Sin embargo, pronto se descubrió que el estudio de Reinhart y Rogoff contenía errores de cálculo y omisiones de datos. Más importante aún, al reanalizar los datos se vio que no había tal umbral mágico del 90% y que la relación observada no probaba causalidad. De hecho, una revisión de la literatura sugiere que es más probable que la dirección causal probable sea la opuesta: es el bajo crecimiento es el que suele elevar la deuda al caer los ingresos fiscales y aumentar el gasto social en recesiones. Por ejemplo, en España durante la crisis, el PIB se desplomó y eso disparó el déficit y la deuda pública, no al revés. Correlación no implica causalidad, y confundirlas llevó a aplicar austeridad con consecuencias desastrosas para las personas y un severo descredito del sistema democrático que estamos pagando y que continuaremos pagando un buen tiempo.
El caso Reinhart-Rogoff mostró de una forma rotunda que no se pueden hacer recomendaciones de política económica basadas solo en correlaciones: asociar deuda elevada con crecimiento bajo no equivale a demostrar que la deuda cause estancamiento. Asumir una causalidad inexistente puede agravar la misma situación que se pretende resolver.
Obras publicas milmillonarias
Como nos contó hace poco Javier Campos, otro caso que nos muestra lo problemático de confundir correlación con causalidad en política pública es el del AVE y el turismo. Durante años se asumió que llevar la alta velocidad a ciudades del interior generaría un impulso turístico. A simple vista, la correlación parecía lógica: hay menos turismo donde las conexiones son peores. Sin embargo, al aplicar un método de control sintético que construye un escenario contrafactual comparable, se puede ver que en ciudades como Albacete, Cuenca y León hubo menos pernoctas de hotel que las que habrían tenido sin AVE.
Este ejemplo ilustra el riesgo de basar en ideas que parecen “de cajón” decisiones tan costosas como la construcción de líneas de alta velocidad. Si nos quedamos en la correlación, reforzamos narrativas atractivas pero engañosas. Si a quien propone estas políticas, quizá por motivaciones espurias, no le exigimos más que cuatro porcentajes y correlaciones, deterioramos la calidad democrática porque debilitamos la rendición de cuentas. Y corremos el peligro de invertir miles de millones en políticas que no cumplen sus objetivos o que incluso generan efectos contrarios a los esperados.

“Nos quitan el trabajo”
Otro caso similar es el de los discursos de “los inmigrantes nos quitan el trabajo”. La correlación parece clara, ¿no? Menos inmigración, menos oferta de mano de obra, menos (supuesta) competencia desleal y, por lo tanto, mejores salarios y más empleo para “los de casa”.
Esta idea, consecuencia de la falacia de la cantidad fija de trabajo, ha inspirado políticas migratorias restrictivas como la que se aprobó en el estado de Georgia, EEUU, en 2011. Una política de “mano dura” con los inmigrantes indocumentados que esperaba “liberar” empleos agrícolas para trabajadores nacionales desempleados. ¿El resultado? Un desastre. Miles de braceros inmigrantes no acudieron ese año a recoger frutas y verduras. Como no existía un “ejército oculto” de estadounidenses aguardando la oportunidad de sustituir a los inmigrantes en el campo, ni siquiera ofreciéndoles salarios de hasta 200 dólares al día, cultivos enteros terminaron pudriéndose. Es decir, una ley concebida para “proteger” la economía local terminó dañándola porque se basaba en una causalidad ficticia.
------
◆ ENUNCIADO
Responde con datos del fragmento sobre correlación y causalidad:
(a) ¿En qué ciudades hubo menos pernoctas de hotel que las que habrían tenido sin AVE?
(b) ¿En qué estado y en qué año se aprobó la política migratoria restrictiva que se menciona?
(c) ¿Qué salario diario máximo se menciona en el caso de los braceros?

◆ DATOS REGISTRADOS
------
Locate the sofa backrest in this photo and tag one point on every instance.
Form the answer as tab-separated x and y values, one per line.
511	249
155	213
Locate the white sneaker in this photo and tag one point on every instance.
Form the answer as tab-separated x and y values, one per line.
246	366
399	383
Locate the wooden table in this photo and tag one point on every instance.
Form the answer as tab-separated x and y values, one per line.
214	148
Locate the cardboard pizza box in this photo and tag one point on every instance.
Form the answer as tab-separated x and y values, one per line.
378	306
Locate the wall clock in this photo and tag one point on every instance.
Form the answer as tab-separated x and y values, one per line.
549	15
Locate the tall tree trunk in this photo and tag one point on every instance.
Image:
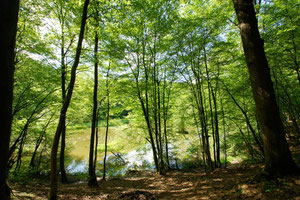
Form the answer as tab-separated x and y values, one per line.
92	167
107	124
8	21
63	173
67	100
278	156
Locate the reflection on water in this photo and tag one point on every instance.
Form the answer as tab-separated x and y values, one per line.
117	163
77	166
------
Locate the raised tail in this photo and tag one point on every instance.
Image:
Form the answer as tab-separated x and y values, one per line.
------
◆ RESPUESTA FINAL
(a) Albacete, Cuenca y León.
(b) En el estado de Georgia, EEUU, en 2011.
(c) Hasta 200 dólares al día.